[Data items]
****************************************

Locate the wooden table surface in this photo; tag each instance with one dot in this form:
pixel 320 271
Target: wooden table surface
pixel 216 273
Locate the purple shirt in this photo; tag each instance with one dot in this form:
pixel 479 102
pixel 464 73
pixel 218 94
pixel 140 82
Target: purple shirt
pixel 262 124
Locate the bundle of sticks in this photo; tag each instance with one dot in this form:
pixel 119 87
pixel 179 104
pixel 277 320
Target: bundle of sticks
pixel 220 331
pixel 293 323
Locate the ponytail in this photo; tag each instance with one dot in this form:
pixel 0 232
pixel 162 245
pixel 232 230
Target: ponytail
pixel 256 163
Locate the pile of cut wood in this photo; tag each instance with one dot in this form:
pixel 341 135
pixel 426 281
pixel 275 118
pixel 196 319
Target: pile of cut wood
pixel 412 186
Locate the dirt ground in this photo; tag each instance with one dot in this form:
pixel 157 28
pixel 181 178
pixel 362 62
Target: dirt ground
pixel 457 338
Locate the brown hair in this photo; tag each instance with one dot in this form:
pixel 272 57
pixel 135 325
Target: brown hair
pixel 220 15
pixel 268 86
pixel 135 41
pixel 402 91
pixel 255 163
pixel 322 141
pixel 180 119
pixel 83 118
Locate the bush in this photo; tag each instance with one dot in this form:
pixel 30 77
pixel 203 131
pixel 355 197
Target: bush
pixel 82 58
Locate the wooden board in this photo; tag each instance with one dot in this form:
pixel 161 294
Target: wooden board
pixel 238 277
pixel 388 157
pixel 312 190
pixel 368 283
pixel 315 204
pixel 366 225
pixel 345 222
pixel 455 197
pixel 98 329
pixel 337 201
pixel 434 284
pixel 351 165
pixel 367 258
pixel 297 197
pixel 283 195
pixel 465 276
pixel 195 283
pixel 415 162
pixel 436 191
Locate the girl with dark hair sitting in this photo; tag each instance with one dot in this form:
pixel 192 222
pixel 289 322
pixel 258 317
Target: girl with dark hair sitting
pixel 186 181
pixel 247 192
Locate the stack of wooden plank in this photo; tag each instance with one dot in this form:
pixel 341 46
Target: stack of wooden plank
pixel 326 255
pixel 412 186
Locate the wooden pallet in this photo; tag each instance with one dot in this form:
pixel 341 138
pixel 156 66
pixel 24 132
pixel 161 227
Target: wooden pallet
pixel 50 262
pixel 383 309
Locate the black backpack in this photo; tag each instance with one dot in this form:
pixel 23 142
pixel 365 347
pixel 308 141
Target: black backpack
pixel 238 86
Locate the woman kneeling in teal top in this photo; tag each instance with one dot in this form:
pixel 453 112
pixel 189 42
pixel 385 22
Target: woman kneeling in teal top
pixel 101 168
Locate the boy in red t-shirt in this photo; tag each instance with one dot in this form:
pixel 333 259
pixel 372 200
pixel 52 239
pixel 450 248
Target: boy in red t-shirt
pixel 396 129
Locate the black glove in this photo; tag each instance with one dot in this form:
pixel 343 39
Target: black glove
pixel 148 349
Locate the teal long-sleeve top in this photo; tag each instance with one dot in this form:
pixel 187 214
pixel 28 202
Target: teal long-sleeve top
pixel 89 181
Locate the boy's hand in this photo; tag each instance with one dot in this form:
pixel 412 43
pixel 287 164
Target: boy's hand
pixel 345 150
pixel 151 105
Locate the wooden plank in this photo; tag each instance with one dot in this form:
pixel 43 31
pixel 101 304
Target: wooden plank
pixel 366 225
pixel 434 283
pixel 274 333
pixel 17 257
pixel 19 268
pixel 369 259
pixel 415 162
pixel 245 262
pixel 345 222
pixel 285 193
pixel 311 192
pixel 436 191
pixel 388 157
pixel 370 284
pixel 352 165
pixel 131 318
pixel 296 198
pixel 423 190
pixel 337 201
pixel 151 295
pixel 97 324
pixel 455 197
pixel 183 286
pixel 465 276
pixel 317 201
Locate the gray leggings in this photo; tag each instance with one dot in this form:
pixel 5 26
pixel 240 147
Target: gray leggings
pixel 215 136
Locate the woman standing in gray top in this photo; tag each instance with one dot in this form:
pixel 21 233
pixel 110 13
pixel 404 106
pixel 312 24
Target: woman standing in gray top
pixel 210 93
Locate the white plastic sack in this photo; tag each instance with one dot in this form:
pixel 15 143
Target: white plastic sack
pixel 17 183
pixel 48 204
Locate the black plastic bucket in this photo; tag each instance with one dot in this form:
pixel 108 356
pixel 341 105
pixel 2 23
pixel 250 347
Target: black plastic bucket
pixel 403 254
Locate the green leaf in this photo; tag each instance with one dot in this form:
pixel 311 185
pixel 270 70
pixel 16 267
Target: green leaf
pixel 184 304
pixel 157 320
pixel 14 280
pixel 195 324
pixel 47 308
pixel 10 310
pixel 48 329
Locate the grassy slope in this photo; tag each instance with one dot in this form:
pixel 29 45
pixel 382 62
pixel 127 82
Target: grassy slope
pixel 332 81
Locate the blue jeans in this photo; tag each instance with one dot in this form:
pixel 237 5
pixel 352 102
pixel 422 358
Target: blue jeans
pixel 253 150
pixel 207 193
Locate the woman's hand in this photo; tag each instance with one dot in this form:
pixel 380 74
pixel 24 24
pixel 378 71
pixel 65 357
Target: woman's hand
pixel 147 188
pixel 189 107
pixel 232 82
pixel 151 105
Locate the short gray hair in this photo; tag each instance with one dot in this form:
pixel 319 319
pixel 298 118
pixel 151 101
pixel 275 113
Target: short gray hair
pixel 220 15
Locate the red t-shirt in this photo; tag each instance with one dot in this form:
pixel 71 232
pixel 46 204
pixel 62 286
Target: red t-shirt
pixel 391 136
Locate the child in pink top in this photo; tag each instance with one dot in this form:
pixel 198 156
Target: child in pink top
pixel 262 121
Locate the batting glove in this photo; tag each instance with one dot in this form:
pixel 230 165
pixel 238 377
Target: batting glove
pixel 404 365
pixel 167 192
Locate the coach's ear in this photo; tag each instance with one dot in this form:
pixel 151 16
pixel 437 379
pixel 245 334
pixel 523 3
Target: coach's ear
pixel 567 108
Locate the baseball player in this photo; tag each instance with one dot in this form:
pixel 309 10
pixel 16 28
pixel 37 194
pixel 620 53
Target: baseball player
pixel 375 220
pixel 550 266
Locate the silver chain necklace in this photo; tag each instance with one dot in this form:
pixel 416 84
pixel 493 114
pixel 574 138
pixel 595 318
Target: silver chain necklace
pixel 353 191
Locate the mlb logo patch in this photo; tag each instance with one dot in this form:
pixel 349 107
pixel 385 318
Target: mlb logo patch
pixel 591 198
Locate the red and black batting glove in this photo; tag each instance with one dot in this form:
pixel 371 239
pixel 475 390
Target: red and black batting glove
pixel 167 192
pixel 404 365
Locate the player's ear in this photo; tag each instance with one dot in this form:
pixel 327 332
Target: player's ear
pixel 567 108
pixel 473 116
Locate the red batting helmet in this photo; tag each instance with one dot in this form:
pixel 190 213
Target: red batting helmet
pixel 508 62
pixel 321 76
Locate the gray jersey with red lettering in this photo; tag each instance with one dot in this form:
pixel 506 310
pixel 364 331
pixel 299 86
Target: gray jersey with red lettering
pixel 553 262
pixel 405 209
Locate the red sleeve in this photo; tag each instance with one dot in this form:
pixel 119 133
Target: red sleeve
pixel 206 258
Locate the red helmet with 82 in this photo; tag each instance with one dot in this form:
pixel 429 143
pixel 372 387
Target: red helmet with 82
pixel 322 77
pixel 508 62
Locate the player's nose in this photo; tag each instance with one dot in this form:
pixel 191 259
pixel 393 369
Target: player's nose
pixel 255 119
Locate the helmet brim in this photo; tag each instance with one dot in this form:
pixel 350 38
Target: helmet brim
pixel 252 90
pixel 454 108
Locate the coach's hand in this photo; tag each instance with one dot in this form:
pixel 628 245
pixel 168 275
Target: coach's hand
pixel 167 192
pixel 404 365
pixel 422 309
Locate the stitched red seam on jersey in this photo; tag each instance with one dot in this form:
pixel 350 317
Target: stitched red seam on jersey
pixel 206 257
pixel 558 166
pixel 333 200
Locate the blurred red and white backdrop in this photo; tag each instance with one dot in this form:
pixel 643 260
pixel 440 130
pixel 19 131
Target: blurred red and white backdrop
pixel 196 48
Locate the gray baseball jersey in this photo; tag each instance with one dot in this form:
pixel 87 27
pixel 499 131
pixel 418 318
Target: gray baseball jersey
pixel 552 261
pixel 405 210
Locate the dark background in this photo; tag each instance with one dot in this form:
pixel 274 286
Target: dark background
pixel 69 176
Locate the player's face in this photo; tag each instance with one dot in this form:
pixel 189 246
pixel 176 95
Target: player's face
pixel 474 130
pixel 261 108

****************************************

What is needed: Repeat the lines of the listing word for word, beginning at the line that has "Locate the red and" and stopping after the line that has "pixel 473 116". Include both of those lines.

Task response:
Locate the red and black batting glove in this photo; tag each instance with one dot in this form:
pixel 371 239
pixel 475 390
Target: red and black batting glove
pixel 167 192
pixel 404 365
Locate the player's ear in this photo; tag each instance with one dot in this form:
pixel 327 332
Target: player's ear
pixel 567 108
pixel 473 116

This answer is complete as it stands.